* [Exercise task] Reproduce the listing verbatim, from the line containing "of the black" through the final line of the listing, both included.
* begin Dataset records *
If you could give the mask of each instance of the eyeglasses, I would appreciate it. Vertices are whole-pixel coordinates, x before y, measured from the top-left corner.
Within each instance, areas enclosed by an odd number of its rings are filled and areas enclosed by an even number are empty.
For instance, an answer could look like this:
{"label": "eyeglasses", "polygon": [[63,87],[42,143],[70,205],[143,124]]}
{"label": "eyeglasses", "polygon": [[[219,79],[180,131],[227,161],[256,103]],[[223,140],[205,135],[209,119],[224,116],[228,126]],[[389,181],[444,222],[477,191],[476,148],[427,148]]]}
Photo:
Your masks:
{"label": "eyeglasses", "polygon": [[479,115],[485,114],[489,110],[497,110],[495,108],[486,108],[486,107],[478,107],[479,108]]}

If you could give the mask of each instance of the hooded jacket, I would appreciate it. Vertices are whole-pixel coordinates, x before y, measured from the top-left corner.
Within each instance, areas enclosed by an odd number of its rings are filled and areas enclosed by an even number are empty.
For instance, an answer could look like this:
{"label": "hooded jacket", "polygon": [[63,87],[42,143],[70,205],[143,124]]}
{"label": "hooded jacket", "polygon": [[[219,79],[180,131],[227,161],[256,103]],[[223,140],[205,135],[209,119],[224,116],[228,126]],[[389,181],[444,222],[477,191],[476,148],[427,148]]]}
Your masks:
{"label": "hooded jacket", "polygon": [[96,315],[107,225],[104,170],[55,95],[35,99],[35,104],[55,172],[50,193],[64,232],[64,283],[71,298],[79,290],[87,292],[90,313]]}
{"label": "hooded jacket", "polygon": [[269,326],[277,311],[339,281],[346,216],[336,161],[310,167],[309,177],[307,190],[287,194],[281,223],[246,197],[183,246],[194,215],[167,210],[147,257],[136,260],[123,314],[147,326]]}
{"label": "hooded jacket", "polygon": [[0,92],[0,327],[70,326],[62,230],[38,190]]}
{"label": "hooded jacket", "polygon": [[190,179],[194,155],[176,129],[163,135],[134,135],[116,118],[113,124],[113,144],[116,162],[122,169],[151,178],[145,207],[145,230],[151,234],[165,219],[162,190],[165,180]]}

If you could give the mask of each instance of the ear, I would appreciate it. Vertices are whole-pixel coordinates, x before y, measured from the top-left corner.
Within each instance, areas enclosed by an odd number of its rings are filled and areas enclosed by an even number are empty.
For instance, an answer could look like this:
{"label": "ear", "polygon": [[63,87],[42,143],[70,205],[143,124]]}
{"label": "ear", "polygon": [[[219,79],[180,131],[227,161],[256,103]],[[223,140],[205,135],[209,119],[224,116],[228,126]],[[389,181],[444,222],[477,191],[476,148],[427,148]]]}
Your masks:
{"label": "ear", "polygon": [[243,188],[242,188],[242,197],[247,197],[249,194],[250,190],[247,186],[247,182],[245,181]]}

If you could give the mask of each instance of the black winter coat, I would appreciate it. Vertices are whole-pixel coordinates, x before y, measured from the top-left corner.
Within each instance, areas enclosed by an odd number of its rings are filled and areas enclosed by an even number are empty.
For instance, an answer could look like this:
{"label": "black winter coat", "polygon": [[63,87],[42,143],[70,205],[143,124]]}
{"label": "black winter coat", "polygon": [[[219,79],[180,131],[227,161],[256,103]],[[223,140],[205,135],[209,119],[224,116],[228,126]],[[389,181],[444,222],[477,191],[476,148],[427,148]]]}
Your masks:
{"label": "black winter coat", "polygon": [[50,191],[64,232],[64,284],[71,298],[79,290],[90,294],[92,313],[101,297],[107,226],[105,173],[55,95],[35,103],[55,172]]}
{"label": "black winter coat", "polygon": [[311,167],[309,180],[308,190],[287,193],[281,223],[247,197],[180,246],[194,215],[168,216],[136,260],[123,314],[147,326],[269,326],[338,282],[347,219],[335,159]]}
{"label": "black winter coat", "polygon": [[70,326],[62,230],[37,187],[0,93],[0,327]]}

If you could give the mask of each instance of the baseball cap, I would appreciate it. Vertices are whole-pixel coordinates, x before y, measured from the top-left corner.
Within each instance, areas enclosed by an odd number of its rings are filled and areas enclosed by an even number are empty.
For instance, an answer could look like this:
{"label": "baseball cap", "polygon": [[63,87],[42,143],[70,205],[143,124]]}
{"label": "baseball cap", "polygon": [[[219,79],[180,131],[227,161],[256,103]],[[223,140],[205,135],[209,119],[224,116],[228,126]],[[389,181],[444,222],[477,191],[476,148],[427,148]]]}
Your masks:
* end Dataset records *
* [Exercise result]
If you could give the mask of each instance of the black winter coat, I would appreciate it. Vertices are whole-pixel coordinates, x before y, measured from the top-left corner.
Within each instance, areas enclosed by an odd number of its rings are filled and areas enclosed by an even number are empty.
For instance, an answer could look like this:
{"label": "black winter coat", "polygon": [[63,87],[42,143],[70,205],[143,124]]}
{"label": "black winter coat", "polygon": [[[219,79],[180,131],[227,161],[256,103]],[[223,140],[205,135],[209,119],[224,116],[228,126]],[[389,181],[444,222],[477,191],[476,148],[427,148]]]}
Your masks:
{"label": "black winter coat", "polygon": [[50,191],[64,232],[64,284],[71,298],[79,290],[90,294],[92,313],[101,297],[107,226],[105,173],[55,95],[35,103],[55,172]]}
{"label": "black winter coat", "polygon": [[311,167],[309,180],[308,190],[287,193],[281,223],[247,197],[180,246],[194,215],[168,216],[136,260],[123,314],[147,326],[269,326],[338,282],[347,219],[335,159]]}
{"label": "black winter coat", "polygon": [[70,326],[62,230],[37,187],[0,93],[0,327]]}

If you could give the mask of each instance of the baseball cap, I would appreciate it. Vertices are whole-pixel coordinates, x before y, measured from the top-left corner.
Within each instance, areas enclosed by an odd number of its rings are filled and areas enclosed by an even number are empty.
For instance, an answer could look like this:
{"label": "baseball cap", "polygon": [[63,87],[42,143],[70,205],[143,124]]}
{"label": "baseball cap", "polygon": [[[219,79],[180,131],[227,161],[256,103]],[[223,140],[205,135],[209,119],[224,116],[228,126]],[[389,181],[444,222],[477,191],[476,148],[427,148]]]}
Your masks:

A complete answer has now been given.